## Quoted passage
Melody and Prosody

Melody and Prosody are two terms in English language associated with Music and Lyrics respectively. Melody is actually a kind of music created by successive sequencing of musical notes (as compared to Harmony, which is musical effect created by a combination of simultaneously sounded notes like in an orchestra). Melody depends on predefined scale of 7 (or less) notes. I presume Melody is a term that might have evolved from the Sanskrit word MELA. Mela represents a scale of 7 notes but still Mela is much more than just a scale. It also means Sruthi (or basic notes), also ‘vibrations’ both physical and metaphorical and also a general musical atmosphere.

On the other hand Prosody is about the meter, rhythm and intonations of a verse or a poem. Rhythm and meter, although closely related, should be distinguished. Meter is the definitive pattern established for a verse, while rhythm is the actual sound that results from a line of poetry. I presume the term Prosody could have evolved from the Sanskrit word ‘prasa’ which roughly means alliteration in a verse or poetry. Sanskrit and Tamil grammars of so-called prosody describe many types of poetical features such as: prasa, chanda, tala (rhythm) and various other poetical ornamentations. When talking about music, we talk of Melakattu and Talakattu. In Hindi they talk Tal-Mel for a pleasant relationship between any two entities. When we welcome special guests we do it with Mela-talam (மேளதாளம்).

## Supplied entries
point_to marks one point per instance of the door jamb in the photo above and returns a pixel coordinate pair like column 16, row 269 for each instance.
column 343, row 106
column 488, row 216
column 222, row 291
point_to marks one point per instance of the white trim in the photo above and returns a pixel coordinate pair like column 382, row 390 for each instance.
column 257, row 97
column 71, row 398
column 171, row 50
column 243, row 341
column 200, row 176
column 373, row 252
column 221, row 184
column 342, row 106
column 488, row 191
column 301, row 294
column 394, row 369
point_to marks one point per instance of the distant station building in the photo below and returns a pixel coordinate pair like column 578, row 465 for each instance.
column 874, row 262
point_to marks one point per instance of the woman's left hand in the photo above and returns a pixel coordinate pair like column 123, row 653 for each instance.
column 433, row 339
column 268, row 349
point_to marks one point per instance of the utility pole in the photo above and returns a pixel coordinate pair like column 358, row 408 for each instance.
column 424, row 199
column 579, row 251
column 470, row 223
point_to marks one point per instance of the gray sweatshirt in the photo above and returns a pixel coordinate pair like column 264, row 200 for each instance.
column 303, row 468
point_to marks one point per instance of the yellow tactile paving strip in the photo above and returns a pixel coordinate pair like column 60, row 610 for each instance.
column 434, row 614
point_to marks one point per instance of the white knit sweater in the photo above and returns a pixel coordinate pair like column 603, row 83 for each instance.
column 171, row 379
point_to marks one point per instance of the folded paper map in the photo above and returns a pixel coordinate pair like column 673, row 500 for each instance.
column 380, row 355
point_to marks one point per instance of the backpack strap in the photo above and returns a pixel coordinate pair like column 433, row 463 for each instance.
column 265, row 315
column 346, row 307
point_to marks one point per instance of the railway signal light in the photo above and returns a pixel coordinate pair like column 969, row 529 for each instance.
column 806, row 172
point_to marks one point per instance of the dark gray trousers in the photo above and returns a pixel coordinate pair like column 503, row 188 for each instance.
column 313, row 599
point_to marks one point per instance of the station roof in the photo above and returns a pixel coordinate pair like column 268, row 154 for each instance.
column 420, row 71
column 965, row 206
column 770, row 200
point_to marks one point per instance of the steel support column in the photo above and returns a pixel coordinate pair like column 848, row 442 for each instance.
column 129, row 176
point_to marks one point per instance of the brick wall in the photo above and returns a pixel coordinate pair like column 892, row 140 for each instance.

## Given request
Answer these about the text on melody and prosody:
(a) How many notes at most does the predefined scale of a melody have?
(b) What does the Sanskrit word "prasa" roughly mean?
(c) Which Hindi term is used for a pleasant relationship between any two entities?

## Response to the exercise
(a) Seven notes.
(b) Alliteration in a verse or poetry.
(c) Tal-Mel.